-- Exercise --
Transcribe word for word the lines below from the line with "Target: white and blue ski helmet" through the line with "Target: blue sky", ends included.

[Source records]
Start of Block

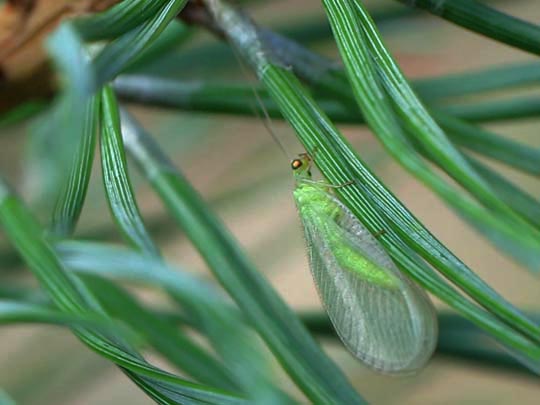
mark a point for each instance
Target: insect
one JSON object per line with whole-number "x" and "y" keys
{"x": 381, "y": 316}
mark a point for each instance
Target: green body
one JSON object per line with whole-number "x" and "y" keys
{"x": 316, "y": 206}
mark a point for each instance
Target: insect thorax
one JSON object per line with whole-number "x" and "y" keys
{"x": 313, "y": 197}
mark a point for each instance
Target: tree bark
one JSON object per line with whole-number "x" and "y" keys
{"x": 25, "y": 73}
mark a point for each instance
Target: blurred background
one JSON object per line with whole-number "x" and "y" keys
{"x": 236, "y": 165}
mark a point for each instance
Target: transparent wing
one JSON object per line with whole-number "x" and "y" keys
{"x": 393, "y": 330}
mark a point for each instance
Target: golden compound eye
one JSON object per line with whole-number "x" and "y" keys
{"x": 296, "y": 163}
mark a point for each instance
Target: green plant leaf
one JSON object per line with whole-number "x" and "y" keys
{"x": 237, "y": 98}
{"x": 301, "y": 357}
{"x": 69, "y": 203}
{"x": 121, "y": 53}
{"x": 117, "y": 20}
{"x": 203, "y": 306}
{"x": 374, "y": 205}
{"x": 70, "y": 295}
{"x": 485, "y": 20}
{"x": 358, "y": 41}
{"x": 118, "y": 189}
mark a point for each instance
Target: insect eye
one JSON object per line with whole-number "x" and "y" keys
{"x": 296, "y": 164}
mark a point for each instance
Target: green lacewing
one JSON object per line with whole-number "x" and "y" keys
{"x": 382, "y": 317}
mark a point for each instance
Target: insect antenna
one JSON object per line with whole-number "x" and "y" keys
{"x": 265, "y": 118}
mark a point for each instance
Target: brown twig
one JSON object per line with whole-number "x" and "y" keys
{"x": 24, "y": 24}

End of Block
Start of Block

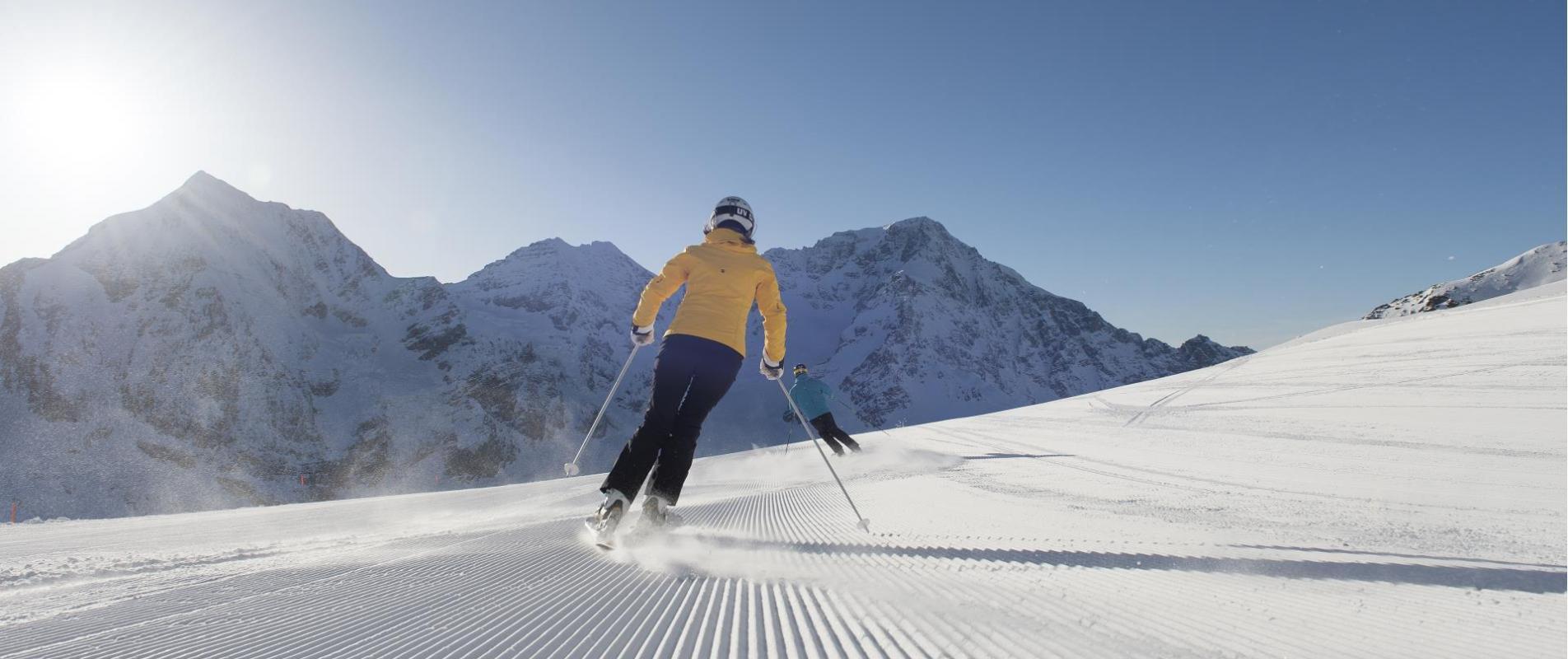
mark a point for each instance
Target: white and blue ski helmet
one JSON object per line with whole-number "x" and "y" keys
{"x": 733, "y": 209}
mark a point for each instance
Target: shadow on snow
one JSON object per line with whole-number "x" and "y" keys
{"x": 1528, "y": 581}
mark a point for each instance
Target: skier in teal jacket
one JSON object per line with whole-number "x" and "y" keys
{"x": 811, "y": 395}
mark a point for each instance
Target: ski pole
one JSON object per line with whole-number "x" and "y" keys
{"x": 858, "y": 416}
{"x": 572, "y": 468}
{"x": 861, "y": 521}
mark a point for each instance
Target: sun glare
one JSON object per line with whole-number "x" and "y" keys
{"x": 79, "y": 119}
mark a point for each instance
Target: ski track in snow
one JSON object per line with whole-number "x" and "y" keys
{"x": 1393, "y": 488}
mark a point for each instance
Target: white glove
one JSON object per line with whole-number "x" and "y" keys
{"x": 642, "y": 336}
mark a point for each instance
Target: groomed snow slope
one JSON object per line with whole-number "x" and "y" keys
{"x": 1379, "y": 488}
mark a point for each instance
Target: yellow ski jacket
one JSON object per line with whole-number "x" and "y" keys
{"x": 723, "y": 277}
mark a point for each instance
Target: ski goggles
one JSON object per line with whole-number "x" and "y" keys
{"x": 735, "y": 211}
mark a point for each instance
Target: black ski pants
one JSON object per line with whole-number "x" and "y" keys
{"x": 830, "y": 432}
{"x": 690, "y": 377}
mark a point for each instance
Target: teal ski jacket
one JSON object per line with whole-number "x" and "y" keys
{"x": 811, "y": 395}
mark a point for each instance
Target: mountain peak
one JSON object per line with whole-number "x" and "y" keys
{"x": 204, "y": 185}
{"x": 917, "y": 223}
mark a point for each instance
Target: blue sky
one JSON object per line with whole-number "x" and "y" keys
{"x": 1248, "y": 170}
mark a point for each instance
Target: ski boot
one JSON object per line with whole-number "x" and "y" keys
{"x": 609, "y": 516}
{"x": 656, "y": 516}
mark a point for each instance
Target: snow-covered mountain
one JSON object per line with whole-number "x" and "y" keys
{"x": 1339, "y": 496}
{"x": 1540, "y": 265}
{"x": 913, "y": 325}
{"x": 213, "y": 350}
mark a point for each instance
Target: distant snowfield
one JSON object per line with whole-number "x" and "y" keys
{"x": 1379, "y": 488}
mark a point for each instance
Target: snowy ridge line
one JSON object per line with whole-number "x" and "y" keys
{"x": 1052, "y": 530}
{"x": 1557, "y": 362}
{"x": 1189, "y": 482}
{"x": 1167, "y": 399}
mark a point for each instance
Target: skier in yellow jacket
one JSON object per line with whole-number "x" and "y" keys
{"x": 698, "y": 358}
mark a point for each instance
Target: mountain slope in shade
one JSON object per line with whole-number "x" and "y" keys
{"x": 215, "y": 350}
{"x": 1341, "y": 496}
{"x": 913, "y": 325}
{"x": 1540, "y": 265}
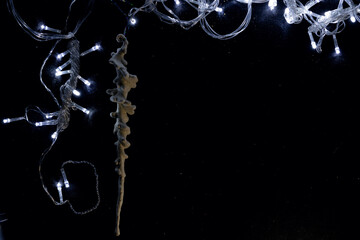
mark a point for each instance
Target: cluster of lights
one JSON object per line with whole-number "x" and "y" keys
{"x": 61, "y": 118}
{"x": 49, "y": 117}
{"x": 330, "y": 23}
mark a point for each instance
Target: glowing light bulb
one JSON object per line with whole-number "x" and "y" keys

End of Block

-- Solution to this exercise --
Target: white and blue ski helmet
one JSON object per line with whole-number "x" and "y" keys
{"x": 733, "y": 209}
mark a point for each instance
Target: shadow on snow
one JSON object per line with whole-number "x" and "y" keys
{"x": 1528, "y": 581}
mark a point for each instance
Target: skier in teal jacket
one JSON object per line with whole-number "x" and "y" keys
{"x": 811, "y": 395}
mark a point for each instance
Target: ski pole
one JSON object per line with whole-number "x" and "y" keys
{"x": 858, "y": 416}
{"x": 572, "y": 468}
{"x": 861, "y": 521}
mark a point for each instance
Target: sun glare
one JSON object per line with whole-number "x" and "y" keys
{"x": 79, "y": 119}
mark a point for each instance
Target: ski track in snow
one JSON object per line with whole-number "x" and "y" keys
{"x": 1393, "y": 488}
mark a point for each instance
Target: white glove
one JSON object per line with whole-number "x" and "y" keys
{"x": 642, "y": 336}
mark a point for each instance
Target: groomed snow slope
one JSON object per line with whole-number "x" and "y" keys
{"x": 1379, "y": 488}
mark a point for each instance
Target: yellow ski jacket
one JSON object per line with whole-number "x" and "y" keys
{"x": 723, "y": 277}
mark a point for each instance
Target: ski goggles
one JSON object per line with whole-number "x" and "y" keys
{"x": 735, "y": 211}
mark a point for each instance
Target: black ski pants
one JSON object per line with whole-number "x" and "y" keys
{"x": 830, "y": 432}
{"x": 690, "y": 377}
mark a point for each instance
Target: teal ski jacket
one JSON object per line with whole-number "x" and "y" keys
{"x": 811, "y": 395}
mark a point for each instance
Target: mountain peak
one JSON object per line with whole-number "x" and "y" keys
{"x": 204, "y": 185}
{"x": 917, "y": 223}
mark a point for each instance
Target: blue sky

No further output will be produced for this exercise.